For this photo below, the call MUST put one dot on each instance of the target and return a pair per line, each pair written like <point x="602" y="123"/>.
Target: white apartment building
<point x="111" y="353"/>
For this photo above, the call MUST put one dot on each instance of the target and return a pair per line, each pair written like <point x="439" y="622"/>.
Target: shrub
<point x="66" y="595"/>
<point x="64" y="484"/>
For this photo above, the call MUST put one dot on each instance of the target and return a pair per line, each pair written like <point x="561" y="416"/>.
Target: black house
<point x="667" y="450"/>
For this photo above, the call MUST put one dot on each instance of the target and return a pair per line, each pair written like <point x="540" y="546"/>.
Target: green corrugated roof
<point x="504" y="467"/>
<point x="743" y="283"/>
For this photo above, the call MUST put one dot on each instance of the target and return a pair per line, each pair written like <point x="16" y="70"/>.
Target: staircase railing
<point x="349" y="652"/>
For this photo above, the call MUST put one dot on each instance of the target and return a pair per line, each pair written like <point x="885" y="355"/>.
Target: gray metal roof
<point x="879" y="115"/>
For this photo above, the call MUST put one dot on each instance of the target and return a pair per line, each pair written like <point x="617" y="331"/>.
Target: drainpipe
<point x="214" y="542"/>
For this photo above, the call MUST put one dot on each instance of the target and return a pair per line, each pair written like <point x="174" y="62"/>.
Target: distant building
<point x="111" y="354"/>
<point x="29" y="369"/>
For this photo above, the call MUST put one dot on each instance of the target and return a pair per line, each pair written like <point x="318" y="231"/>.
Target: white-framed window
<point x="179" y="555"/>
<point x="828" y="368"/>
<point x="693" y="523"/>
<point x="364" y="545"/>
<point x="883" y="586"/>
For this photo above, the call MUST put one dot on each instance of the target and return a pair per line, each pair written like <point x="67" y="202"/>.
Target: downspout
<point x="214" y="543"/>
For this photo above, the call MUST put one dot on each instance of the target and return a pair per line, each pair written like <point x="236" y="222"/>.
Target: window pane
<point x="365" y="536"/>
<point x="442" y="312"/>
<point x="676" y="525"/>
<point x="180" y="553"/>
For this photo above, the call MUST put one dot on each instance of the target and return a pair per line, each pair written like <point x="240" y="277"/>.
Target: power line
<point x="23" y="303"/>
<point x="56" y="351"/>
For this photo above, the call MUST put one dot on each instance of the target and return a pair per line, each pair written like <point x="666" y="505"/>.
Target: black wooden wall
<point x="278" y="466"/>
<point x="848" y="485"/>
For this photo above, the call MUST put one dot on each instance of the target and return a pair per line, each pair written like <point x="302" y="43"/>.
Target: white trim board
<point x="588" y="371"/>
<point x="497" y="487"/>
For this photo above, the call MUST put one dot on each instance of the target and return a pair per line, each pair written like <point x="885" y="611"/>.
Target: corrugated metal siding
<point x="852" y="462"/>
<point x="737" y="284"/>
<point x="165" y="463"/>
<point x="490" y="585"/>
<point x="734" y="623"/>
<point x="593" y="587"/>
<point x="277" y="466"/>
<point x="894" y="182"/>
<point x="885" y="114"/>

===============

▶ Written request: How many lines in the records above contain the word "building"? Case counts, and the reply should be only the number.

▶ Final answer: 2